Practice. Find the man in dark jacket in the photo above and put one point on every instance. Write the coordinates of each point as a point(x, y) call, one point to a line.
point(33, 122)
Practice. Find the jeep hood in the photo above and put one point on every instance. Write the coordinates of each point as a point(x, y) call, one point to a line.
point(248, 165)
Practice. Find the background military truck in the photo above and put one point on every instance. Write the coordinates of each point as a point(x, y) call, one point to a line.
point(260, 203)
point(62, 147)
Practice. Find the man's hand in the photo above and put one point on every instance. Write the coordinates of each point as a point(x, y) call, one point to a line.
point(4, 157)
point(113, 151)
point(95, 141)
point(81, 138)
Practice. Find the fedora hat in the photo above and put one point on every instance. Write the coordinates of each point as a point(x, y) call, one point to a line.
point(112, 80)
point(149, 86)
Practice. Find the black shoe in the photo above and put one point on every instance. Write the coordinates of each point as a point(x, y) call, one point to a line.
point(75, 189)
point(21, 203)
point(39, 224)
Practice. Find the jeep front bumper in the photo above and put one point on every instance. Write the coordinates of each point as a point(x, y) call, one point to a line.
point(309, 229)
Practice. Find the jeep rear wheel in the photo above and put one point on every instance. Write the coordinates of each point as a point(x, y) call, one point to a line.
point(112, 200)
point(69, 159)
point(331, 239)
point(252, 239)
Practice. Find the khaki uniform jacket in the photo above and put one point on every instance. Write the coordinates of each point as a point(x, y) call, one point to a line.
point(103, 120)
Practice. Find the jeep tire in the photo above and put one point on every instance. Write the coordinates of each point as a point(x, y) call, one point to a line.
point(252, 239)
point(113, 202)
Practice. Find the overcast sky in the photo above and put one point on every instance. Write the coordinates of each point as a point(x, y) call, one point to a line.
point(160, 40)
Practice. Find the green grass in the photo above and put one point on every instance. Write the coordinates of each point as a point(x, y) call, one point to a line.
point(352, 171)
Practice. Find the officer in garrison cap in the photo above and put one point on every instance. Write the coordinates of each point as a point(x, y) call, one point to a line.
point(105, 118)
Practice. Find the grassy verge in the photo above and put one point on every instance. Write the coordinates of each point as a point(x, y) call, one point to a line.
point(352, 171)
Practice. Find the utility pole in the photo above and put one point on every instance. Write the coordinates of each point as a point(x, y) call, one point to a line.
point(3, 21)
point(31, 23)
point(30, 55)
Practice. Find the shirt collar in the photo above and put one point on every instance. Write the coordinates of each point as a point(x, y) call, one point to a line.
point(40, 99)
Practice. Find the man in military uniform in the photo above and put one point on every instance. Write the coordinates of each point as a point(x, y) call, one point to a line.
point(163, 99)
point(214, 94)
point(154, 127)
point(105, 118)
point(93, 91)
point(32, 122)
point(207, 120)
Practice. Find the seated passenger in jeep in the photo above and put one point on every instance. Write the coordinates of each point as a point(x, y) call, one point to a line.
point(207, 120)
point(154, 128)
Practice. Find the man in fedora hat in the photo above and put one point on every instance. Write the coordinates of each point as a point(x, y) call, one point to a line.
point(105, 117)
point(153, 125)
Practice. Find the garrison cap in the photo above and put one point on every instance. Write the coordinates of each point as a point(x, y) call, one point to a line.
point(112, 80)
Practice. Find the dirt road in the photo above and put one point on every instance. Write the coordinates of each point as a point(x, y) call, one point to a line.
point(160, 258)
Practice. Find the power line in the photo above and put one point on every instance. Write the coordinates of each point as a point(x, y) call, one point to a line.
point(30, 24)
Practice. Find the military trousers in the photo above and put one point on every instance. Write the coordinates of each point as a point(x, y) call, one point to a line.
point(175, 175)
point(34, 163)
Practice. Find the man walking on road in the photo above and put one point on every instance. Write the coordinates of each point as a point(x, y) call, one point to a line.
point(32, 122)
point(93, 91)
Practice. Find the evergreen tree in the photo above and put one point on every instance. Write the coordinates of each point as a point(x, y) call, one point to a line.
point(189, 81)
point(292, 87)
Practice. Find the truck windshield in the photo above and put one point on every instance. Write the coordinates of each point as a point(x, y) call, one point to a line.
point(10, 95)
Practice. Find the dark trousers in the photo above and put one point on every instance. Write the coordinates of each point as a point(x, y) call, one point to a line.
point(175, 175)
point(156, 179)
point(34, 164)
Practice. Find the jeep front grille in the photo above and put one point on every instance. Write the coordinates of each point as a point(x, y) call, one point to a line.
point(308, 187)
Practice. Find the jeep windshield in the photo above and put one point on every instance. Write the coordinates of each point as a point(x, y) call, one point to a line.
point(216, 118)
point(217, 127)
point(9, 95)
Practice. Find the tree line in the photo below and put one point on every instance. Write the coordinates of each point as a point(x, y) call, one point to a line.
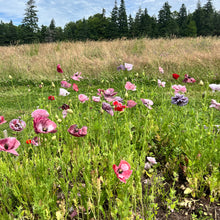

EXERCISE DESCRIPTION: Render all of the records above as a numbered list, one line per item, with blank lines dropped and the pictures left out.

ANSWER:
1. Practice. Find the man in dark jacket in the photo above and put one point on every instance. Write the coordinates of each point as a point(x, y) call, one point to a line.
2. point(33, 122)
3. Practice. Find the jeep hood in the photo above and put one point on every instance. Write the coordinates of each point as a point(x, y) call, one point to a line.
4. point(248, 165)
5. Practice. Find the background military truck in the photo above and put one point on every instance. Write the coordinates of each point as a point(x, y) call, one point to a line.
6. point(260, 203)
7. point(62, 147)
8. Practice. Find the man's hand in the photo above and put one point on every instance. Write the coordinates of each point as a point(x, y) call, one point to a line.
9. point(4, 157)
10. point(113, 151)
11. point(95, 141)
12. point(81, 138)
13. Practice. Find the fedora hat in the photo above and put one point on every instance. Write the coordinates of each point as a point(x, y) call, one point to a line.
14. point(112, 80)
15. point(149, 86)
16. Practice. Find the black shoe in the photo above and put one point on every instance. Write the coordinates of each point as a point(x, y) call, one point to a line.
17. point(75, 189)
18. point(21, 203)
19. point(39, 224)
20. Practice. Find the jeep front bumper in the photo above and put one point on every instance. Write the coordinates of each point as a point(x, y) call, one point to a line.
21. point(309, 229)
22. Practice. Find the jeep rear wheel in the photo above and put one point on every instance. Write the coordinates of each point as a point(x, y) call, one point to a line.
23. point(112, 200)
24. point(69, 159)
25. point(331, 239)
26. point(252, 239)
27. Practice. Find the khaki uniform jacket in the photo above and put one point on every instance. Write the coordinates of each point as a point(x, y) call, one point to a line.
28. point(103, 120)
29. Practice. Find the jeep tire in the photo above and put one point on every instance. Write the coordinates of each point as a point(x, y) call, one point to a line.
30. point(252, 239)
31. point(113, 202)
32. Practice. Find the overcast sky in the photo above and put one point on every instance. Write the coordinates of each point as a point(x, y) call, one point to a line.
33. point(160, 40)
34. Practice. Find the green grass in the photo above and put one point on every instance. Write the coordinates of each point as a point(x, y) call, one point to a line.
35. point(352, 171)
36. Practice. Find the officer in garrison cap in the photo above and put one point on every instance. Write the coordinates of each point as a point(x, y) call, one point to a line.
37. point(105, 118)
38. Practice. Find the grassy verge in the photo above and put one point on every instance. Write the coordinates of each point as a point(x, y) call, one point to a line.
39. point(352, 171)
40. Practice. Find the utility pole in the photo above and put one point on every instance. Write the coordinates of each point as a point(x, y) call, one point to a line.
41. point(3, 21)
42. point(31, 23)
43. point(30, 55)
44. Practice. Find the shirt collar in the photo above and put one point on every instance. Write the coordinates of each point as a point(x, y) call, one point to a line.
45. point(40, 99)
46. Practice. Find the man in military uniform in the photo above and put one point on every instance. Write the coordinates of each point as a point(x, y) call, one point to a line.
47. point(163, 99)
48. point(214, 94)
49. point(154, 127)
50. point(105, 118)
51. point(93, 91)
52. point(32, 122)
53. point(207, 120)
54. Practice. Find the seated passenger in jeep in the photo above and put one point on every instance. Write the coordinates of each point as a point(x, y) call, one point to a line.
55. point(207, 120)
56. point(154, 128)
57. Practice. Find the man in fedora hat in the photo above and put one point on every instance. Write the coordinates of each point as a point(x, y) call, one point to a line.
58. point(105, 117)
59. point(153, 125)
60. Practice. Find the garrison cap in the photo above and put one point on every instance. Write the coordinates of each point as a point(x, y) call, one point to a line.
61. point(112, 80)
62. Practice. Find the dirt road in the photo above and put one point on every instance. Write the coordinates of each point as a point(x, y) call, one point to a line.
63. point(160, 258)
64. Practice. Find the power line in the photo above and put one point on every instance. Write the coordinates of each point as a point(x, y) call, one point to a line.
65. point(30, 24)
66. Practice. Find the military trousers in the photo above and put one point on every instance. Write the coordinates of each point as a point(x, y) call, one point to a line.
67. point(175, 175)
68. point(34, 163)
69. Practice. Find the man walking on road in the photo above and put one point on every instance. Write the coordinates of each point as a point(x, y) call, one point to a line.
70. point(32, 122)
71. point(93, 91)
72. Practice. Find the evergreen tree in the photo above and put one point on every instance. Write the coordinates of each point as a point(x, y) call, one point to a line.
73. point(189, 81)
74. point(292, 87)
75. Practice. Find the truck windshield in the photo above and put one point on every instance. Write the coordinates of each point as a point(x, y) call, one point to a line.
76. point(10, 95)
77. Practice. Find the dark trousers in the photo above and put one point on every instance. Write the coordinates of each point as a point(x, y) call, one point to a line.
78. point(175, 175)
79. point(156, 179)
80. point(34, 164)
81. Practice. Find the jeep front grille in the photo above and put one point on every instance. Write the coordinates of each point as a point(x, y) call, one point to a line.
82. point(308, 187)
83. Practice. Find the jeep windshield in the photo above and put one point on every instance. Write the coordinates of each point as a point(x, y) call, one point to a line.
84. point(216, 118)
85. point(217, 127)
86. point(9, 95)
87. Practice. Find the tree line in the photo below and put one point on every instance. Write the coordinates of each point as a point(x, y) call, one point to a line.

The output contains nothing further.